→ **Aim**
Format every line of the material below as a JSON list of strings, with one string per line. Skip blank lines and leave the pictures out.

··· Exercise input

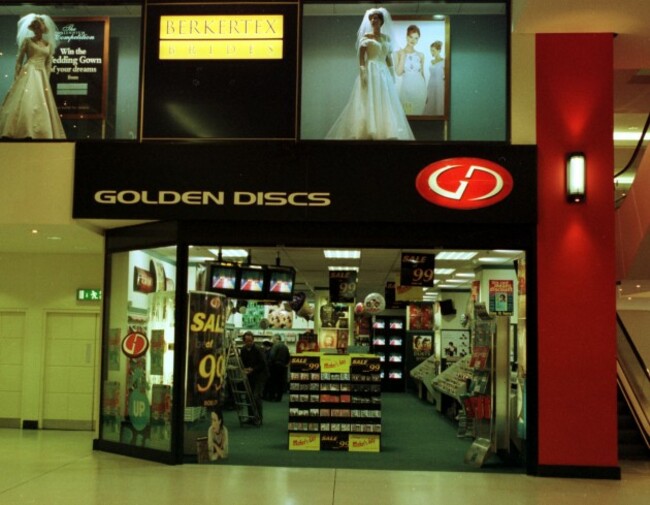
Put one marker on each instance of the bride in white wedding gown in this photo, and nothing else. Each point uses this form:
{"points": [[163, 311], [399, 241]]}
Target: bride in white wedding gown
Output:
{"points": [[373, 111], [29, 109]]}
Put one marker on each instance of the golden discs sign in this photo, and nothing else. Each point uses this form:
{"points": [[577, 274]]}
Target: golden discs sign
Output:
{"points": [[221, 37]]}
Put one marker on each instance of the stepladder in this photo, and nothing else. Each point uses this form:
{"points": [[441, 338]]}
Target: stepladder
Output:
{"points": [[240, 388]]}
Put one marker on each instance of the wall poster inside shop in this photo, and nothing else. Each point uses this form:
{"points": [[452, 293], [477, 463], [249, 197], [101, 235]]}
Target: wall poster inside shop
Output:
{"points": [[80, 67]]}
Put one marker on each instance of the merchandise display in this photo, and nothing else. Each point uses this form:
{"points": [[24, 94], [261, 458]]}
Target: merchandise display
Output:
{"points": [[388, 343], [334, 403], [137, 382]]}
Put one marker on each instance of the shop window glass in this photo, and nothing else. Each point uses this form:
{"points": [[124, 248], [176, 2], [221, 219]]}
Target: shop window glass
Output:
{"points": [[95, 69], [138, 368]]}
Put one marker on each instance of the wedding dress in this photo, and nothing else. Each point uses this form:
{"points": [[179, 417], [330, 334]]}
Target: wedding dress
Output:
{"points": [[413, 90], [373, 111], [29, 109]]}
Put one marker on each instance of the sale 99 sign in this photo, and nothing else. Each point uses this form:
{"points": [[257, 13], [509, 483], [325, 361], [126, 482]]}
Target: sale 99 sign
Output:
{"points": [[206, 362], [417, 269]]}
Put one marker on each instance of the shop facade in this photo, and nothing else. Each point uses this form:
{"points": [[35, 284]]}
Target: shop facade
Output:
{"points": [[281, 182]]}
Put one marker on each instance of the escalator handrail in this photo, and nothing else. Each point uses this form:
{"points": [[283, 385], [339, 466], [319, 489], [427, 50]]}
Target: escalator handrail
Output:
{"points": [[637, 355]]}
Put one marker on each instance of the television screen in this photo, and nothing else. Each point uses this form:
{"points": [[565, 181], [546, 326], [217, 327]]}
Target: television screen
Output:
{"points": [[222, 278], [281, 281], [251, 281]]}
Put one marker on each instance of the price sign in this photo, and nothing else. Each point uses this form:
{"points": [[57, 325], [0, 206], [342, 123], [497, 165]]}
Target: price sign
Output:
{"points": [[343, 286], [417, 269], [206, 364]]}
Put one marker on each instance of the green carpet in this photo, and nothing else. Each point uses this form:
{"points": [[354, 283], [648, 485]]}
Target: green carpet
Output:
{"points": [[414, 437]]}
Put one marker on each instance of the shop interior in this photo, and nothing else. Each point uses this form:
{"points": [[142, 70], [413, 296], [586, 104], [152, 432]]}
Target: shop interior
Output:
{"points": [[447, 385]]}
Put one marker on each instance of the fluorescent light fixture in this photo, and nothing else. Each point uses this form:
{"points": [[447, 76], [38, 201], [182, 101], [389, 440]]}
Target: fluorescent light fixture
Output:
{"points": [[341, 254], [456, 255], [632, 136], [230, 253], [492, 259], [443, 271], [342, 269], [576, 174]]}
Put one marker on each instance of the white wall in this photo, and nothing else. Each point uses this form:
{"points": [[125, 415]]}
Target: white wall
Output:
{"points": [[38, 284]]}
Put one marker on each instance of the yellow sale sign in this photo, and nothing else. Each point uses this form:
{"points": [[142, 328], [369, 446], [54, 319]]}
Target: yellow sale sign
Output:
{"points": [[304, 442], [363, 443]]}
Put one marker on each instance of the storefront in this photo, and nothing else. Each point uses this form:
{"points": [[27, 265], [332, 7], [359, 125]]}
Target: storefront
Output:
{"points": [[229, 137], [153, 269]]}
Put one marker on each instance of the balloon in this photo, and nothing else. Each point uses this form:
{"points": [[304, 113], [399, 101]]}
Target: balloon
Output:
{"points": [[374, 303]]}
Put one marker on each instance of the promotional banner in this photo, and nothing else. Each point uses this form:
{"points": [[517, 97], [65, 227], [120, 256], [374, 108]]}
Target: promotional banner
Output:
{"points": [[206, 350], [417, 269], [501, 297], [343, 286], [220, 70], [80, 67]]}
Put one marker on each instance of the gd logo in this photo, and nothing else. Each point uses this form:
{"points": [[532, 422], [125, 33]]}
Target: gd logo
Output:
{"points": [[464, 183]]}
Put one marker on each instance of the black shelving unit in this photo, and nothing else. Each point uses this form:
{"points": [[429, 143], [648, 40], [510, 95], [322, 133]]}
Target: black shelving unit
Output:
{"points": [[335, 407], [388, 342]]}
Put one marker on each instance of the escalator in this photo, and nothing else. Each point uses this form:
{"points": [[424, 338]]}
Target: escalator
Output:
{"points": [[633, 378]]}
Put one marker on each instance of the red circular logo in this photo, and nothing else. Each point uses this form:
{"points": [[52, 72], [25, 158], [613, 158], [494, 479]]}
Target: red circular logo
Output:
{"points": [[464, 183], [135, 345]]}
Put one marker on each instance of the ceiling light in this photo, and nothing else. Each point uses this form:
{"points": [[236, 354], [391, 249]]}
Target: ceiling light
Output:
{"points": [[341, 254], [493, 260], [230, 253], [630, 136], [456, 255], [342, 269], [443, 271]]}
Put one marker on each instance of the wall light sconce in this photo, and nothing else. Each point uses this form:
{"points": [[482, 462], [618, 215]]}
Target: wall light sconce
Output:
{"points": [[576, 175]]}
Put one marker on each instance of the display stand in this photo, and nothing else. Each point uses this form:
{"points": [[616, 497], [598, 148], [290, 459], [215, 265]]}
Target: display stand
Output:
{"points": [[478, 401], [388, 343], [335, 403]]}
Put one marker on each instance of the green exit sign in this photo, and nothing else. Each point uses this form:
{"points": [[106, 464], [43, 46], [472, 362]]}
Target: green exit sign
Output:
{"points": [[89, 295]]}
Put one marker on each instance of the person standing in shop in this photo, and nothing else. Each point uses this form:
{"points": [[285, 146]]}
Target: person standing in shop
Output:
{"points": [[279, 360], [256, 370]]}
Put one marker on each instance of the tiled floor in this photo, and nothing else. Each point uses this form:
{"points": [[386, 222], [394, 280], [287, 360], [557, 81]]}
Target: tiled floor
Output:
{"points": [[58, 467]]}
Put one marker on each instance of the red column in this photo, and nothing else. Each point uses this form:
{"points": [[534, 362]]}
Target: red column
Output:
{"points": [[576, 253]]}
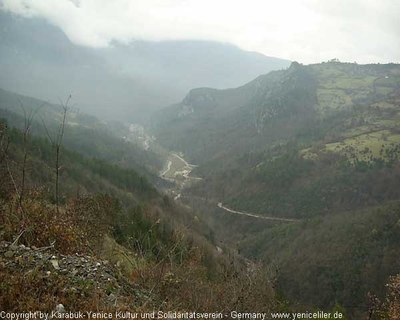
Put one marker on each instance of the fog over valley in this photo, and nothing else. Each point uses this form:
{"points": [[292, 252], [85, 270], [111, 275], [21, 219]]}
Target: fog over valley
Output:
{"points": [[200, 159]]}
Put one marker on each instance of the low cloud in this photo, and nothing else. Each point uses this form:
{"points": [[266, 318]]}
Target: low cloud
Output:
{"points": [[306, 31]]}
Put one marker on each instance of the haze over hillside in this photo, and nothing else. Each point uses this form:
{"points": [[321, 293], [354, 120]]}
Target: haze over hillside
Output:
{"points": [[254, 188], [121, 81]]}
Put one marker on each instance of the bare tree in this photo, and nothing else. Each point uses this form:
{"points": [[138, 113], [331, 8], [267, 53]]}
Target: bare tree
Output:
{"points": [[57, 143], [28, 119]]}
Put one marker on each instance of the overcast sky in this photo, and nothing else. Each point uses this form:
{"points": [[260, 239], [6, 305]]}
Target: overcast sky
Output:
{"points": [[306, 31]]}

······

→ **Complete response**
[
  "Put one marker on each instance of the bride in white wedding gown in this photo, and nothing else. Each point uses this form:",
  "{\"points\": [[163, 311], [399, 241]]}",
  "Target: bride in white wedding gown",
  "Output:",
  "{\"points\": [[373, 111], [29, 109]]}",
  "Put one marker on each instance of the golden discs sign in this photo, and nothing else. Each point uses this form:",
  "{\"points\": [[577, 274]]}",
  "Target: golden discs sign",
  "Output:",
  "{\"points\": [[221, 37]]}",
  "Put one marker on each instance of the stepladder in this photo, and nothing else. Each point uses this form:",
  "{\"points\": [[441, 338]]}",
  "Target: stepladder",
  "Output:",
  "{\"points\": [[240, 388]]}",
  "Put one marker on each instance of the wall poster inside shop in this photo, and nothing else. Each point uses this form:",
  "{\"points\": [[452, 293], [477, 463], [249, 197], [101, 235]]}",
  "Target: wall poster inside shop",
  "Output:",
  "{\"points\": [[80, 67]]}",
  "Put one marker on each instance of the merchandise display in this photo, and nothing else. Each point uses this form:",
  "{\"points\": [[24, 94], [261, 458]]}",
  "Target: merchandise display",
  "Output:",
  "{\"points\": [[388, 343], [334, 403], [137, 382]]}",
  "Put one marker on each instance of the shop window glass in this photo, and nothing else. Each point uses this form:",
  "{\"points\": [[124, 248], [176, 2], [221, 219]]}",
  "Target: shop window glass",
  "Output:",
  "{\"points\": [[95, 69], [138, 368]]}",
  "Put one marker on each instance of the wedding dress in this photo, and nothing else. Each point uses this form:",
  "{\"points\": [[179, 417], [330, 334]]}",
  "Target: wedding dress",
  "Output:",
  "{\"points\": [[413, 90], [373, 111], [29, 109]]}",
  "Put one marker on each instance of the sale 99 sign in this photo, and nothing else. Each point uses this form:",
  "{\"points\": [[257, 13], [509, 483], [325, 361], [126, 482]]}",
  "Target: sale 99 sign",
  "Output:",
  "{\"points\": [[206, 362], [417, 269]]}",
  "Put one marker on each instance of the shop facade in this photo, and nothing else. Each point uses this form:",
  "{\"points\": [[35, 284]]}",
  "Target: shop facade",
  "Output:",
  "{\"points\": [[281, 182]]}",
  "Put one marker on each instance of the escalator handrail in this photo, and nothing else. Each point uses this form:",
  "{\"points\": [[283, 385], [339, 466], [319, 489], [427, 50]]}",
  "Target: escalator handrail",
  "Output:",
  "{\"points\": [[637, 355]]}",
  "Put one marker on each instance of the television screen in this photo, and nothing else. Each point uses this form:",
  "{\"points\": [[565, 181], [546, 326], [217, 327]]}",
  "Target: television screen",
  "Output:",
  "{\"points\": [[222, 278], [281, 281], [251, 281]]}",
  "Put one marker on each instance of the price sign in this photo, and nothing else. Each point uses this form:",
  "{\"points\": [[57, 325], [0, 206], [342, 123], [497, 165]]}",
  "Target: price sign",
  "Output:",
  "{\"points\": [[343, 286], [417, 269], [206, 364]]}",
  "Put one marker on each instance of the green carpet in this photo, and nothing else. Each point uses this form:",
  "{\"points\": [[354, 283], [648, 485]]}",
  "Target: green carpet",
  "Output:",
  "{\"points\": [[414, 437]]}",
  "Put one marker on each instance of the shop interior in this photo, and nothing else. Each point uses this form:",
  "{\"points\": [[142, 70], [413, 296], [586, 104], [152, 432]]}",
  "Target: shop interior",
  "Output:",
  "{\"points\": [[447, 385]]}",
  "Put one marker on each instance of the fluorescent light fixture in this photo, and nothing else. Each point uses this form:",
  "{\"points\": [[447, 76], [38, 201], [182, 101], [389, 440]]}",
  "Target: fluorescent light fixture",
  "Output:",
  "{\"points\": [[341, 254], [456, 255], [632, 136], [230, 253], [492, 259], [443, 271], [342, 269], [576, 174]]}",
  "Put one marker on each instance of the white wall in this photo, and nothing else. Each point uses this form:",
  "{\"points\": [[125, 415]]}",
  "Target: white wall",
  "Output:",
  "{\"points\": [[38, 284]]}",
  "Put one marker on each instance of the yellow sale sign in this photo, and nothing else. Each point uses this form:",
  "{\"points\": [[142, 328], [369, 446], [54, 319]]}",
  "Target: yellow sale sign",
  "Output:",
  "{\"points\": [[304, 442], [363, 443]]}",
  "Put one marker on each instance of the storefront in this photo, and nothing else. Each point uses this form:",
  "{\"points\": [[27, 265], [332, 7], [359, 125]]}",
  "Target: storefront",
  "Output:",
  "{\"points\": [[229, 137], [153, 269]]}",
  "Put one marker on each instance of the balloon in this photo, and nothing else. Each point uses this form:",
  "{\"points\": [[304, 113], [399, 101]]}",
  "Target: balloon",
  "Output:",
  "{\"points\": [[374, 303]]}",
  "Put one marker on each instance of the promotional banner in this photo, and nothing else. Each point uses this form:",
  "{\"points\": [[517, 97], [65, 227], [120, 256], [374, 108]]}",
  "Target: promotional banner",
  "Output:",
  "{\"points\": [[206, 350], [417, 269], [501, 297], [343, 286], [220, 70], [80, 67]]}",
  "Put one marker on each instance of the gd logo in this photo, and nothing else. Each point uses this form:",
  "{\"points\": [[532, 422], [125, 33]]}",
  "Target: gd logo",
  "Output:",
  "{\"points\": [[464, 183]]}",
  "Put one marker on each instance of the black shelving unit in this photo, and nothing else. Each point uses this form:",
  "{\"points\": [[429, 143], [648, 40], [510, 95], [322, 133]]}",
  "Target: black shelving unit",
  "Output:",
  "{\"points\": [[335, 407], [388, 342]]}",
  "Put one marker on each instance of the escalator in this photo, and nothing else. Each point uses this form:",
  "{\"points\": [[424, 338]]}",
  "Target: escalator",
  "Output:",
  "{\"points\": [[633, 378]]}",
  "Put one marker on each instance of the red circular logo in this photo, and nothing else. Each point uses this form:",
  "{\"points\": [[52, 72], [25, 158], [613, 158], [494, 479]]}",
  "Target: red circular logo",
  "Output:",
  "{\"points\": [[464, 183], [135, 345]]}",
  "Put one marker on each instance of the ceiling light in this photo, and nothing else. Each point uses this form:",
  "{\"points\": [[236, 354], [391, 249]]}",
  "Target: ceiling light",
  "Output:",
  "{\"points\": [[341, 254], [493, 260], [230, 253], [630, 136], [456, 255], [342, 269], [443, 271]]}",
  "Put one marker on each instance of the wall light sconce in this photo, and nothing else. Each point uses this form:",
  "{\"points\": [[482, 462], [618, 215]]}",
  "Target: wall light sconce",
  "Output:",
  "{\"points\": [[576, 175]]}",
  "Put one marker on each instance of the display stand in this photo, and nothing else. Each point uses this form:",
  "{\"points\": [[616, 497], [598, 148], [290, 459], [215, 265]]}",
  "Target: display stand",
  "Output:",
  "{\"points\": [[478, 401], [388, 343], [335, 403]]}",
  "Put one marker on each instance of the green exit sign in this photo, and nothing else. Each point uses this form:",
  "{\"points\": [[106, 464], [43, 46], [472, 362]]}",
  "Target: green exit sign",
  "Output:",
  "{\"points\": [[89, 295]]}",
  "Put one marker on each instance of the person standing in shop in this photo, and nothing else. Each point uses this form:",
  "{\"points\": [[285, 146]]}",
  "Target: person standing in shop",
  "Output:",
  "{\"points\": [[279, 360], [256, 370]]}",
  "Put one marker on each instance of the tiled floor in this photo, and nothing else. Each point uses this form:",
  "{\"points\": [[386, 222], [394, 280], [287, 360], [557, 81]]}",
  "Target: tiled floor",
  "Output:",
  "{\"points\": [[58, 467]]}",
  "Put one marker on each instance of the red column in this photo, and nothing else. Each point uses this form:",
  "{\"points\": [[534, 362]]}",
  "Target: red column",
  "Output:",
  "{\"points\": [[576, 253]]}",
  "Put one marker on each instance of the fog over valley in this photo, and nothing else. Each point uses this form:",
  "{\"points\": [[292, 252], [85, 270], [111, 275], [21, 219]]}",
  "Target: fog over valley",
  "Output:",
  "{\"points\": [[200, 159]]}",
  "Put one marker on each instance of the low cloud in this photo, and nothing else. Each point uses this form:",
  "{\"points\": [[266, 318]]}",
  "Target: low cloud",
  "Output:",
  "{\"points\": [[306, 31]]}",
  "Put one marker on each instance of the haze over hillside in this photo, and nothing else. Each point uses this form:",
  "{\"points\": [[321, 293], [354, 120]]}",
  "Target: haze over hillside",
  "Output:",
  "{\"points\": [[254, 188], [121, 81]]}",
  "Put one marker on each instance of the bare tree in this photo, and nothing else. Each point uses this form:",
  "{\"points\": [[138, 113], [331, 8], [267, 53]]}",
  "Target: bare tree",
  "Output:",
  "{\"points\": [[57, 143], [28, 119]]}",
  "Put one marker on each instance of the overcast sky in this photo, and nothing else. Each point uses this form:",
  "{\"points\": [[260, 239], [6, 305]]}",
  "Target: overcast sky",
  "Output:",
  "{\"points\": [[306, 31]]}"
]